> Activity 1
Decide whether each statement agrees with the conversation about Doctor Faustus, answering yes or no and quoting the deciding words exactly: (a) Nietzsche's later years were marked by almost excessive creativity; (b) Alphonse Daudet was a German writer; (c) great art is never produced in wartime.
> Activity 2
Quote everything in the conversation about Doctor Faustus from "I: Then there" down to "even say Satanic?".

I: In any case, as the disease takes hold Adrian’s creativity increases. Do you know Nietzsche?
He: I know him very well. We play golf on Tuesdays.
I: Nietzsche is said to have died of syphilis. His later years were characterised by an almost excessive creativity. The French writer Alphonse Daudet is another who had the disease. Quite apart from specific symptoms, there is that cultural link between the illness and creative people. What Mann was trying to say about that, I don’t know. On one level you could argue that Adrian’s genius as a composer wasn’t ‘part of him,’ wasn’t a necessary part, in that he had to become mad in order to deliver it. Or you could argue that the madness was a door which allowed the genius to step through and be exposed.
He: Very good.
I: Then there is the war. The German question. What can you say about that?
He: I don’t know, son. I was rather busy during that time.
I: That the man writing Doctor Faustus, the narrator, is living through the second world war…what was Mann getting at? That art or culture is, in a practical sense, not possible in those circumstances? That clearly isn’t the case. There are many instances of great art being born in times of war. Is he trying to say something similar to what Adorno said about how art is morally impossible after Auschwitz? That to engage in art, to create, after such atrocities is barbaric? One could even say Satanic?

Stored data
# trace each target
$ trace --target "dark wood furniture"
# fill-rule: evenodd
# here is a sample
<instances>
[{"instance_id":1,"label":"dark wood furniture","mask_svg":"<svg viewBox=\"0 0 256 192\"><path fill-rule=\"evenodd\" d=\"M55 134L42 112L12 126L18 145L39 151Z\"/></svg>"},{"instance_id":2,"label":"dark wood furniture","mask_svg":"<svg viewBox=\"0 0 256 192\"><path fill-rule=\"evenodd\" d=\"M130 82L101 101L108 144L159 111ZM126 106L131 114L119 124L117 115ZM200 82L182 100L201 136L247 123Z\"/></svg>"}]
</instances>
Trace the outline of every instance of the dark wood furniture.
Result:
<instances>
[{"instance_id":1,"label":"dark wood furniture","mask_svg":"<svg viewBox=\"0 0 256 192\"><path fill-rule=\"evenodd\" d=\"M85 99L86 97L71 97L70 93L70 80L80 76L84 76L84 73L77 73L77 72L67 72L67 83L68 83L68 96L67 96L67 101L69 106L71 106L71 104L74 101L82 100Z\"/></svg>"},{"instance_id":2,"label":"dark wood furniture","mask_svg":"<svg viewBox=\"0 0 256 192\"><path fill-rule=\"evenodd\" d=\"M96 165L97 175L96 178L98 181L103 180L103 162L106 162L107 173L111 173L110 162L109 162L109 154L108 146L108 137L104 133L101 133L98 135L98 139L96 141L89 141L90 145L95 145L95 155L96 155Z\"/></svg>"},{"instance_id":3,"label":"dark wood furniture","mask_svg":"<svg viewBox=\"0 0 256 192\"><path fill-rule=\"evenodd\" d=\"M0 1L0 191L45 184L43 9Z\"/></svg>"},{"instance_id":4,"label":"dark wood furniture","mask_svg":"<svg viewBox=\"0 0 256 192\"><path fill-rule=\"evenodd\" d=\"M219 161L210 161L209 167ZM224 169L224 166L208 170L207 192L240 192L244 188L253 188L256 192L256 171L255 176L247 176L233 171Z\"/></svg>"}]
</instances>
--
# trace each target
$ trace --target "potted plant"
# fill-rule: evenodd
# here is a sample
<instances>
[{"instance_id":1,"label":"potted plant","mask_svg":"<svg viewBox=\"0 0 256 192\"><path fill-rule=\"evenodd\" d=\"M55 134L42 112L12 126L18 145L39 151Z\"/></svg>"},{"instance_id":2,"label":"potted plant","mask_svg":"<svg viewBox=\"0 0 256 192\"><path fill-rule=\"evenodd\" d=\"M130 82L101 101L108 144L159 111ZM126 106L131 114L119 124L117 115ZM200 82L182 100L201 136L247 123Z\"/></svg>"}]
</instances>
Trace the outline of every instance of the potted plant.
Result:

> Your solution 1
(a) Yes: "His later years were characterised by an almost excessive creativity."
(b) No: "The French writer Alphonse Daudet is another who had the disease."
(c) No: "There are many instances of great art being born in times of war."

> Your solution 2
I: Then there is the war. The German question. What can you say about that?
He: I don’t know, son. I was rather busy during that time.
I: That the man writing Doctor Faustus, the narrator, is living through the second world war…what was Mann getting at? That art or culture is, in a practical sense, not possible in those circumstances? That clearly isn’t the case. There are many instances of great art being born in times of war. Is he trying to say something similar to what Adorno said about how art is morally impossible after Auschwitz? That to engage in art, to create, after such atrocities is barbaric? One could even say Satanic?